Please repeat all of the lines that follow, exactly as written.

--- Start RECORDS SUPPLIED ---

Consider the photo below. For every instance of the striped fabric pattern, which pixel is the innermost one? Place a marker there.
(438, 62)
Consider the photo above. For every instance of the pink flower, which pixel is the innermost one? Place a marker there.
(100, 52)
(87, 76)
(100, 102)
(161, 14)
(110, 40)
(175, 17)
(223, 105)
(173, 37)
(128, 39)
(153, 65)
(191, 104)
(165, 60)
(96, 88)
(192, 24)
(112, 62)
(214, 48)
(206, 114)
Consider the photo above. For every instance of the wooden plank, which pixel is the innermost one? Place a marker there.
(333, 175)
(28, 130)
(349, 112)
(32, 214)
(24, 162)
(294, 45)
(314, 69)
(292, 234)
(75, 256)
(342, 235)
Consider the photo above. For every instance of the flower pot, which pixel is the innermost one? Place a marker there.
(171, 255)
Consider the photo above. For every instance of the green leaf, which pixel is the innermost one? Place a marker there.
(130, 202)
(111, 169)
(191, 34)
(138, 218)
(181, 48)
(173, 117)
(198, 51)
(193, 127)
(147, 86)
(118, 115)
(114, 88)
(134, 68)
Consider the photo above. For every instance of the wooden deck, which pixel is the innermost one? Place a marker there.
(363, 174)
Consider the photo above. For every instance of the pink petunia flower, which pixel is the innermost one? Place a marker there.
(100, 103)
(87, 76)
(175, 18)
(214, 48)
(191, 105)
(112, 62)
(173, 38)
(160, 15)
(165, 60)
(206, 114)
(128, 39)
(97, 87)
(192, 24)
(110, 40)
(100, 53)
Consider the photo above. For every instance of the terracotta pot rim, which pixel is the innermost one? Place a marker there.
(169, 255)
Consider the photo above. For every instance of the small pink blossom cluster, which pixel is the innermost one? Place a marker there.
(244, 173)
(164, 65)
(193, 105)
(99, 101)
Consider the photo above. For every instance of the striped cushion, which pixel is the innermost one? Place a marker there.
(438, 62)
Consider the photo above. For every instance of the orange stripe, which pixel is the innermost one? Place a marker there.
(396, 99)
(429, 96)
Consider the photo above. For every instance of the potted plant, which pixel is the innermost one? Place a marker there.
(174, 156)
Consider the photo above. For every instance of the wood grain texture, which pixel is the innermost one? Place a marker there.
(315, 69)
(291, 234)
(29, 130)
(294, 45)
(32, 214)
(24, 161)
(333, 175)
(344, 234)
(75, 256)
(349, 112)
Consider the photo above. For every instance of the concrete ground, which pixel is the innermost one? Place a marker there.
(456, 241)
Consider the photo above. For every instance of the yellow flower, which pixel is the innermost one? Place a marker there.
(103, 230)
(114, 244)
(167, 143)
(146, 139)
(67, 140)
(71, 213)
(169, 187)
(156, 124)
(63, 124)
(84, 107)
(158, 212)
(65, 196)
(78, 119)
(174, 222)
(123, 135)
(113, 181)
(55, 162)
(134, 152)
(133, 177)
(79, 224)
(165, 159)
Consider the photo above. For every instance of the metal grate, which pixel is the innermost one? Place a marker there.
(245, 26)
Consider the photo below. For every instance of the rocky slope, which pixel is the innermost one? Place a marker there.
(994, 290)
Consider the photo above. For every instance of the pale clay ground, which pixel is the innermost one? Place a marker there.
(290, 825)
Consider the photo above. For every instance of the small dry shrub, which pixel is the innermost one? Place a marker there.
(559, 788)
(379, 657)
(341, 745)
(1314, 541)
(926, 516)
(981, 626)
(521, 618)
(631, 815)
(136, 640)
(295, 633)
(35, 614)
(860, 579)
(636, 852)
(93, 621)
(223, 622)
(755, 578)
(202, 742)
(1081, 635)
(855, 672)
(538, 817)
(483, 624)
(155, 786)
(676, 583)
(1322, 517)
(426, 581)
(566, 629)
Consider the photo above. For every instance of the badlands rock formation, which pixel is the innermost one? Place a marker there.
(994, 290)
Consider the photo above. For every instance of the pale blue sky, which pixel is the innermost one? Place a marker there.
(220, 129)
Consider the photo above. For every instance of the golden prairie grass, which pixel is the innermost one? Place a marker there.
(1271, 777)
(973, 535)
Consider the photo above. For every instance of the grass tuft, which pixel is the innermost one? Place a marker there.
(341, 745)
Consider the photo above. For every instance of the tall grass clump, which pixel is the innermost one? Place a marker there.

--- End RECORDS SUPPLIED ---

- [RESULT]:
Consider the photo below. For every instance of the striped fabric pattern, which pixel is the innermost one? Place a marker there.
(438, 62)
Consider the photo above. For every instance of the pink flower, which pixel is the innermost one? Place a marker there.
(100, 52)
(87, 76)
(100, 102)
(161, 14)
(110, 40)
(175, 17)
(223, 105)
(173, 37)
(128, 39)
(153, 65)
(191, 104)
(165, 60)
(96, 88)
(192, 24)
(112, 62)
(214, 48)
(206, 114)
Consider the photo above. For every instance of the wooden plank, which pixel is the innermost one? Place a marker there.
(333, 175)
(28, 130)
(349, 112)
(32, 214)
(24, 162)
(294, 45)
(314, 69)
(292, 234)
(75, 256)
(342, 235)
Consider the photo above. For every instance of the flower pot, which pixel is the innermost one? Place a marker there.
(171, 255)
Consider the photo above. For every instance of the green leaf, which pixel is the innermost one? Place a marker there.
(130, 202)
(111, 169)
(191, 34)
(138, 218)
(181, 48)
(173, 117)
(198, 51)
(193, 127)
(147, 86)
(118, 115)
(114, 88)
(134, 68)
Consider the photo above. For every instance of the wooden deck, which pixel is the innermost one? Place a marker there.
(363, 174)
Consider the photo above. For every instance of the pink petunia flower, which pixel is the innermost one? Place a marker there.
(100, 103)
(87, 76)
(175, 18)
(214, 48)
(191, 105)
(112, 62)
(173, 38)
(160, 15)
(165, 60)
(206, 114)
(128, 39)
(97, 87)
(192, 24)
(110, 40)
(100, 53)
Consider the photo above. For every instance of the terracotta pot rim, which pixel is the innermost one? Place a marker there.
(169, 255)
Consider the photo above. For every instance of the small pink blossom cluster, which pixel is the innermost one? Place a marker there.
(244, 173)
(164, 65)
(193, 105)
(99, 101)
Consider the photo above. For every instance of the striped cushion, which pixel is the innermost one? Place a marker there.
(438, 62)
Consider the photo above. For every instance of the orange stripe, which pixel is the innermost one? Place a marker there.
(396, 99)
(429, 96)
Consider the photo above. For every instance of the potted plant, which pixel is the innermost one? Place a marker there.
(174, 156)
Consider the photo above. For every instance of the wood grain texture, which pixel is the innermost one? Place a marker there.
(315, 69)
(291, 234)
(29, 130)
(294, 45)
(32, 214)
(24, 161)
(333, 175)
(344, 234)
(75, 256)
(349, 112)
Consider the photo above. For every instance of the concrete ground, which pixel is the innermost one? Place a marker there.
(456, 241)
Consider the photo above. For every instance of the yellow flower, which pixel is the innermost one? Place a marker there.
(103, 230)
(114, 244)
(167, 143)
(146, 139)
(67, 140)
(71, 213)
(169, 187)
(156, 124)
(63, 124)
(84, 107)
(158, 212)
(65, 196)
(78, 119)
(174, 222)
(123, 135)
(113, 181)
(55, 162)
(134, 152)
(133, 177)
(79, 224)
(165, 159)
Consider the photo above. For every instance of the metal grate, which pixel is the innermost one? Place a marker there.
(245, 26)
Consider the photo below. For every instance of the rocky slope, which pixel is the innermost one? Place a marker there.
(994, 290)
Consider the photo above. For every instance of the pale clay ground, which pixel is the innermost one? Place a marker there.
(290, 825)
Consider the photo above. For every instance of the small dry shrub, which pixel is the innermost one? Place a marker there.
(559, 788)
(379, 657)
(341, 745)
(1314, 541)
(926, 516)
(981, 626)
(521, 618)
(631, 815)
(136, 640)
(295, 633)
(35, 614)
(860, 579)
(636, 852)
(93, 621)
(223, 622)
(755, 578)
(202, 742)
(1081, 635)
(855, 672)
(538, 817)
(483, 624)
(155, 786)
(676, 583)
(1322, 517)
(426, 581)
(566, 629)
Consider the photo above. For every instance of the badlands rock formation, which pixel is the innermost one? Place a marker there.
(994, 290)
Consider the photo above. For every instance of the pale blue sky, which pixel is the innermost one? Place a marker there.
(220, 129)
Consider the photo above. For every instance of the golden prairie grass, which pixel is the innermost one? Place a marker there.
(1271, 777)
(973, 535)
Consider the photo above. For every instance of the grass tuft, which pixel is the innermost one? Place a marker there.
(341, 745)
Consider the photo above. For every instance of the tall grass clump, which pixel is the innermost one? Place a marker there.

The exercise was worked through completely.